- [Required task]
Copy everything from the line containing "Give the mask of every instance of the <item>white" down to the line containing "19), (66, 0)]]", putting "even-odd fill rule" in place of "even-odd rule" and changing nothing else.

- [Records provided]
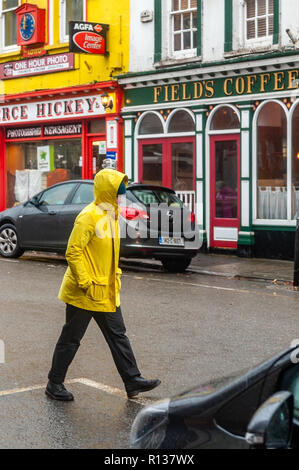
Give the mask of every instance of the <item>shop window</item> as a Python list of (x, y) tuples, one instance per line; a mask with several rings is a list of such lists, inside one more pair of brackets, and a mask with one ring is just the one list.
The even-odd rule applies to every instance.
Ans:
[(6, 146), (7, 207), (61, 181), (80, 179), (79, 139), (11, 143)]
[(141, 121), (139, 134), (163, 134), (162, 122), (156, 114), (150, 113), (144, 116)]
[(169, 132), (194, 132), (194, 121), (186, 111), (177, 111), (171, 118)]
[(69, 22), (84, 21), (85, 0), (60, 0), (60, 41), (69, 38)]
[(197, 47), (197, 0), (172, 0), (171, 37), (173, 53)]
[(88, 125), (89, 134), (105, 134), (106, 132), (106, 121), (105, 119), (97, 119), (96, 121), (90, 121)]
[(162, 144), (142, 146), (142, 182), (162, 184)]
[(246, 1), (246, 40), (273, 35), (273, 0)]
[(212, 119), (211, 130), (218, 131), (239, 128), (240, 121), (236, 111), (229, 106), (222, 106), (217, 109)]
[(171, 144), (172, 188), (175, 191), (193, 190), (193, 144)]
[[(292, 120), (292, 218), (299, 213), (299, 106)], [(299, 215), (299, 214), (298, 214)]]
[(0, 0), (0, 49), (15, 48), (17, 45), (18, 0)]
[(278, 103), (267, 103), (257, 121), (257, 216), (287, 219), (287, 119)]

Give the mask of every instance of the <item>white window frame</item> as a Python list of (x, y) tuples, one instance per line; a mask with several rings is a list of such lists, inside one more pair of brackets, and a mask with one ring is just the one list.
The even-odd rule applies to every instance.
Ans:
[(5, 13), (9, 11), (14, 11), (20, 6), (20, 0), (18, 0), (18, 5), (13, 8), (8, 8), (6, 10), (2, 9), (2, 0), (0, 0), (0, 51), (1, 52), (14, 52), (19, 49), (17, 43), (12, 44), (11, 46), (5, 46)]
[[(197, 44), (195, 44), (195, 47), (192, 49), (182, 49), (180, 51), (175, 51), (174, 50), (174, 31), (173, 31), (173, 16), (177, 12), (172, 11), (172, 0), (165, 1), (164, 0), (164, 8), (163, 8), (163, 25), (165, 25), (165, 29), (163, 32), (163, 41), (166, 41), (166, 44), (164, 43), (163, 51), (163, 59), (190, 59), (193, 57), (197, 57)], [(163, 2), (162, 2), (163, 3)], [(181, 13), (189, 13), (191, 11), (196, 12), (197, 14), (197, 8), (191, 8), (188, 10), (179, 10)], [(192, 30), (195, 30), (194, 28), (191, 27), (191, 34)], [(197, 34), (198, 30), (196, 28)]]
[[(266, 18), (266, 24), (267, 24), (267, 30), (269, 30), (269, 17), (273, 17), (274, 21), (274, 11), (273, 13), (269, 13), (269, 0), (266, 0), (266, 5), (267, 5), (267, 13), (266, 15), (261, 15), (258, 16), (258, 10), (257, 10), (257, 2), (258, 0), (255, 0), (255, 7), (256, 7), (256, 16), (252, 19), (255, 19), (256, 27), (257, 27), (257, 19), (258, 18)], [(270, 46), (273, 44), (273, 33), (272, 34), (267, 34), (266, 36), (262, 37), (255, 37), (253, 39), (247, 39), (247, 0), (243, 0), (244, 4), (244, 16), (243, 16), (243, 31), (244, 31), (244, 36), (243, 36), (243, 42), (244, 46), (246, 48), (254, 48), (254, 47), (266, 47)], [(257, 31), (256, 31), (257, 33)]]
[[(83, 0), (83, 21), (86, 21), (87, 11), (87, 0)], [(60, 0), (59, 2), (59, 37), (60, 42), (69, 42), (68, 31), (65, 30), (65, 19), (66, 19), (66, 0)]]

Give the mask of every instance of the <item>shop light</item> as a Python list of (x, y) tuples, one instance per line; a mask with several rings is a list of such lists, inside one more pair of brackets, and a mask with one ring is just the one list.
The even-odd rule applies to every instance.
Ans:
[(111, 96), (108, 95), (108, 93), (106, 91), (104, 91), (104, 93), (102, 94), (101, 101), (102, 101), (102, 105), (104, 106), (105, 109), (107, 109), (107, 108), (112, 109), (113, 108), (113, 99), (112, 99)]

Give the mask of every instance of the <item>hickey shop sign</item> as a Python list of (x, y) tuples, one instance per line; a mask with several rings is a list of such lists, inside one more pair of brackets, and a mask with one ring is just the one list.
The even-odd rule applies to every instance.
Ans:
[(73, 70), (74, 54), (55, 54), (0, 64), (0, 79), (22, 78)]
[(248, 96), (299, 88), (299, 69), (227, 78), (187, 81), (126, 91), (126, 105), (163, 104), (209, 98)]
[(26, 124), (29, 122), (80, 117), (95, 117), (105, 114), (100, 95), (51, 101), (0, 106), (0, 124)]
[(6, 139), (28, 139), (30, 137), (41, 137), (42, 132), (44, 137), (53, 137), (56, 135), (65, 136), (65, 135), (76, 135), (81, 134), (82, 124), (61, 124), (57, 126), (39, 126), (39, 127), (20, 127), (17, 128), (7, 128), (6, 129)]

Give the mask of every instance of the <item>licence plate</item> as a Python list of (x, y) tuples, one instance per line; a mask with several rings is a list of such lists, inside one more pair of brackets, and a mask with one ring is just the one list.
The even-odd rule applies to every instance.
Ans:
[(160, 245), (185, 246), (184, 239), (181, 237), (159, 237)]

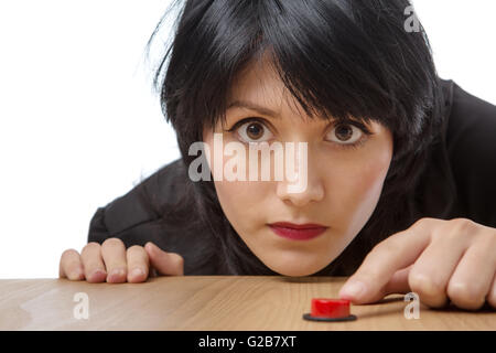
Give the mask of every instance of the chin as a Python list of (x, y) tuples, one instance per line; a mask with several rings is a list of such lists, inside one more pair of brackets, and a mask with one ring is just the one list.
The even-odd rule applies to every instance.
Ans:
[[(288, 277), (305, 277), (313, 275), (325, 267), (322, 266), (288, 266), (288, 265), (281, 265), (281, 264), (266, 264), (271, 270), (278, 272), (281, 276), (288, 276)], [(272, 266), (276, 265), (276, 266)]]

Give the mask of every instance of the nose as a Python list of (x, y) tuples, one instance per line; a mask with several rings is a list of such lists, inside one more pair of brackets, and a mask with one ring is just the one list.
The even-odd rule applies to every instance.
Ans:
[[(291, 153), (289, 153), (291, 154)], [(322, 175), (320, 173), (319, 161), (310, 158), (309, 153), (294, 153), (295, 162), (292, 170), (293, 175), (288, 175), (285, 165), (284, 179), (277, 182), (277, 195), (284, 202), (290, 202), (294, 206), (302, 207), (311, 202), (319, 202), (324, 199), (325, 190)], [(305, 160), (302, 160), (305, 159)], [(284, 162), (290, 161), (285, 156)], [(289, 176), (289, 178), (288, 178)], [(295, 178), (295, 179), (294, 179)], [(298, 184), (300, 188), (295, 188)]]

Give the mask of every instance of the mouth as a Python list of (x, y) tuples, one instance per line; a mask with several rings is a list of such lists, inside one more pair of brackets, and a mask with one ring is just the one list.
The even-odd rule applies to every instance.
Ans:
[(289, 222), (277, 222), (270, 223), (268, 226), (277, 235), (293, 240), (310, 240), (327, 229), (326, 226), (315, 223), (294, 224)]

- [Task output]
Give the mask of every instance of the <item>white window frame</item> as a Python list of (x, y) tuples, one instance per line; a mask with several rings is a list of such lists, inside one more pair of brackets, and a mask with one ring is just the one list.
The even-odd fill rule applies to every instance.
Ans:
[(5, 13), (9, 11), (14, 11), (20, 6), (20, 0), (18, 0), (18, 5), (13, 8), (8, 8), (6, 10), (2, 9), (2, 0), (0, 0), (0, 51), (1, 52), (14, 52), (19, 49), (17, 43), (12, 44), (11, 46), (5, 46)]
[[(197, 44), (195, 44), (195, 47), (192, 49), (182, 49), (180, 51), (175, 51), (174, 50), (174, 31), (173, 31), (173, 16), (177, 12), (172, 11), (172, 0), (165, 1), (164, 0), (164, 8), (163, 8), (163, 25), (165, 25), (165, 29), (163, 32), (163, 41), (166, 41), (166, 44), (164, 43), (163, 51), (163, 59), (190, 59), (193, 57), (197, 57)], [(163, 2), (162, 2), (163, 3)], [(181, 13), (189, 13), (191, 11), (196, 12), (197, 14), (197, 8), (191, 8), (188, 10), (179, 10)], [(192, 30), (195, 30), (194, 28), (191, 27), (191, 34)], [(197, 34), (198, 30), (196, 28)]]
[[(266, 18), (266, 24), (267, 24), (267, 30), (269, 30), (269, 17), (273, 17), (274, 21), (274, 11), (273, 13), (269, 13), (269, 0), (266, 0), (266, 5), (267, 5), (267, 13), (266, 15), (261, 15), (258, 16), (258, 10), (257, 10), (257, 2), (258, 0), (255, 0), (255, 7), (256, 7), (256, 16), (252, 19), (255, 19), (256, 27), (257, 27), (257, 19), (258, 18)], [(270, 46), (273, 44), (273, 33), (272, 34), (267, 34), (266, 36), (262, 37), (255, 37), (253, 39), (247, 39), (247, 0), (243, 0), (244, 4), (244, 16), (243, 16), (243, 31), (244, 31), (244, 36), (243, 36), (243, 42), (244, 46), (246, 48), (254, 48), (254, 47), (266, 47)], [(257, 31), (256, 31), (257, 33)]]
[[(83, 0), (83, 21), (86, 21), (87, 11), (87, 0)], [(60, 0), (59, 2), (59, 37), (60, 42), (69, 42), (68, 31), (65, 30), (65, 19), (66, 19), (66, 0)]]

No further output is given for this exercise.